Set task 1:
Say whether each statement below agrees with the article on Governor Adeleke's exit from the PDP. Answer yes or no for each, and quote the words from the article that decide it.
(a) The governor's spokesperson explained why the resignation was kept from the public for close to a month.
(b) The PDP governorship primary in Osun had been set for 2 December.
(c) Governor Adeleke's team publicly confirmed talks with the African Democratic Congress.
Set task 2: Write the next part of the article on Governor Adeleke's exit from the PDP, starting after its last paragraph.

* Begin Selected text *

Osun State Governor Ademola Adeleke on Monday announced his resignation from the Peoples Democratic Party (PDP), on whose platform he had been elected a senator and subsequently a governor. His spokesperson, who broke the news in a press statement, said the governor had resigned since 4 November, but did not explain why such a consequential political step was hidden from the public for close to a month.
Though the governor attributed his exit from PDP to the national leadership crisis, the decision was neither abrupt nor unexpected. It was the culmination of months of factional battles, and an increasingly dicey electoral timetable that closed in on him.
Nevertheless, the timing of the disclosure and the reason given for the governor’s decision have drawn less interest than what the announcement did not contain: which party is Governor Adeleke joining to seek re-election for a second term in office come 2026.
PREMIUM TIMES reviews the build-up, the political undercurrents and what’s next for Governor Adeleke.
A party in disarray
Since losing the 2015 general elections, the PDP, Nigeria’s ruling party for 16 years harking back to the inception of the Fourth Republic in 1999, slowly began to lose influence.
By mid-2025, the PDP had been bitterly fractured into rival factions, with each side claiming legitimacy and trying to control national leadership, while its top political office holders including governors, federal and state lawmakers and their allies left in droves.
For Osun State, where Governor Adeleke is expected to seek a second term in 2026, the crisis effectively stalled all mandatory pre-primary processes. Ward congresses scheduled for November were aborted, local government delegate elections could not be held, and the governorship primary slated for 2 December was suspended. The emergence of Taminu Turaki as the national chairman of the party at a convention held in defiance to court orders casts a shadow of uncertainties on the legality of any action, including organising congresses, arranging primaries and nomination of candidates to the Independent National Electoral Commission (INEC), which the new national officers may undertake. For a sitting governor approaching a strict INEC deadline of 15 December, this was politically fatal.
While the PDP’s national feud raged, Governor Adeleke found himself politically boxed in. He had collected and submitted his nomination forms and had even been screened by the party, but these formalities became meaningless once the primary process became shaky.
Party insiders say the governor repeatedly pressed the national leadership for clarity or at least assurances that the party could meet INEC’s December deadline for governorship nomination processes. None came. Instead, the cracks widened. Different factions advanced different timetables, some pushed for postponements, while others pressed Governor Adeleke to defect early and avoid being stranded.
By November, the governor’s allies privately conceded that the PDP, in its current condition, lacked the organisational capacity to field a standard-bearer in Osun.
The vacuum created by the PDP crisis opened the door for political manoeuvring. Rumours swirled that Governor Adeleke was in talks with other parties, including the African Democratic Congress (ADC) and the Accord Party about a possible switch. His team publicly denied these reports, but the speculation reflected growing doubts within his own camp about the viability of the PDP ticket.

* End Selected text *
* Begin Stored data *

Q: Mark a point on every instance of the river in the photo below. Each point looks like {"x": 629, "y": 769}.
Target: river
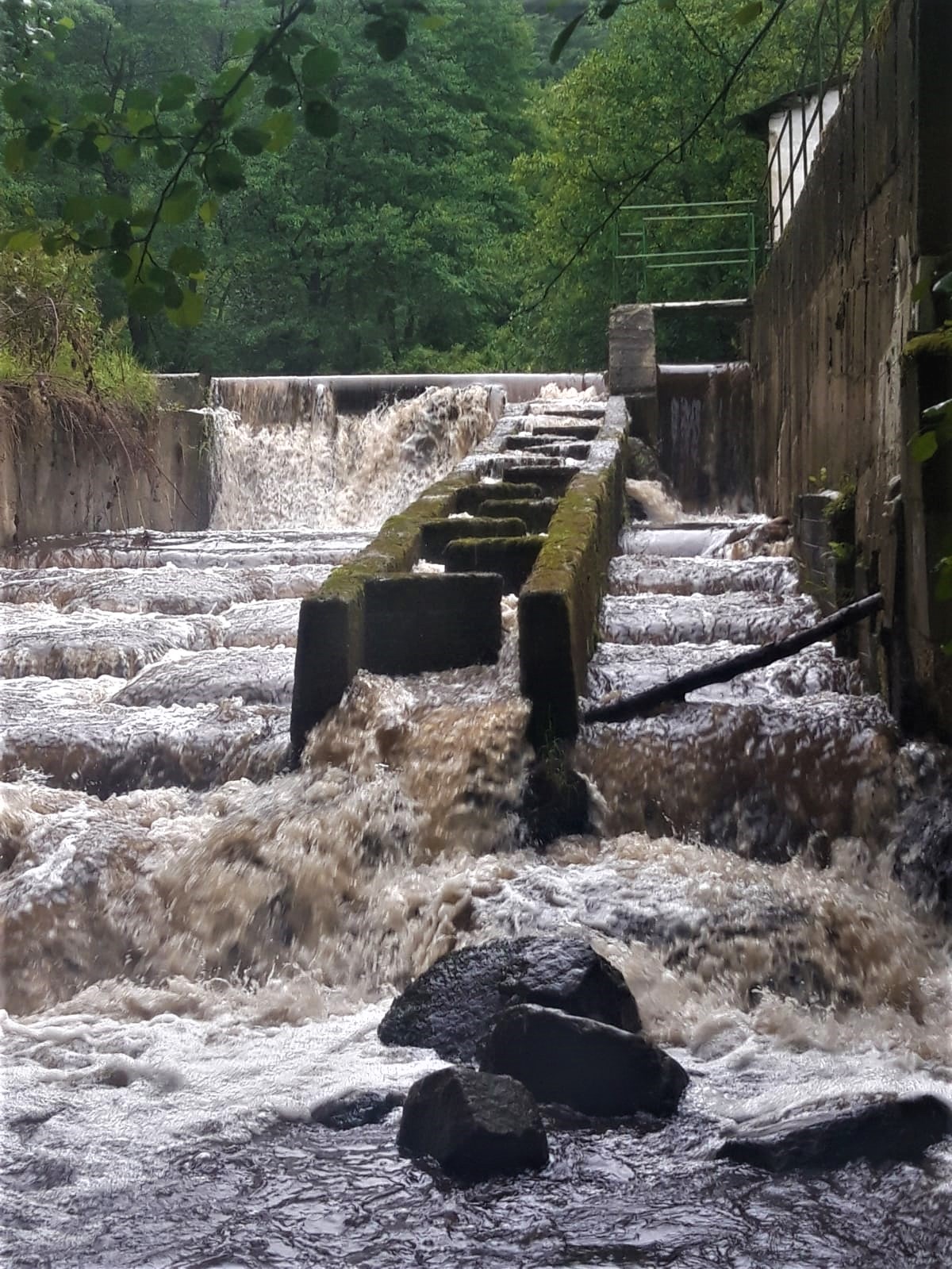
{"x": 198, "y": 943}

* End Stored data *

Expected answer 1:
(a) No: "did not explain why such a consequential political step was hidden from the public for close to a month"
(b) Yes: "the governorship primary slated for 2 December was suspended"
(c) No: "His team publicly denied these reports"

Expected answer 2:
Opposition forces in the state seized the moment, framing Governor Adeleke as uncertain of his political home and predicting a collapse of the ruling coalition in Osun. Within the PDP, mistrust deepened. Some party figures accused the governor of withholding resources from party activities, anticipating an exit. Others blamed the national feud for creating conditions that forced such speculation in the first place.
Either way, the governor’s confidence in the party’s ability to deliver a legitimate primary had evaporated.
The exit
The decisive step to leave the PDP came as expected. On 4 November, Governor Adeleke submitted a resignation letter to his ward executives in Ede North, his spokesperson said. Its contents were kept confidential until 1 December, when his spokesperson publicly confirmed the development.
In the letter, titled ‘Resignation of my membership of the People’s Democratic Party (PDP)’, the governor cited the national crisis as reason for his withdrawal from the party. He made no immediate announcement of a new political platform.
“Due to the current crisis of the national leadership of the People’s Democratic Party (PDP), I hereby resign my Membership of the People’s Democratic Party with immediate effect.
“I thank the Peoples Democratic Party for the opportunities given to me for my elections as a Senator (Represented Osun West) and as Governor of Osun State under the People’s Democratic Party,” the Governor stated.
The resignation was a calculated move to guarantee a second term as governor.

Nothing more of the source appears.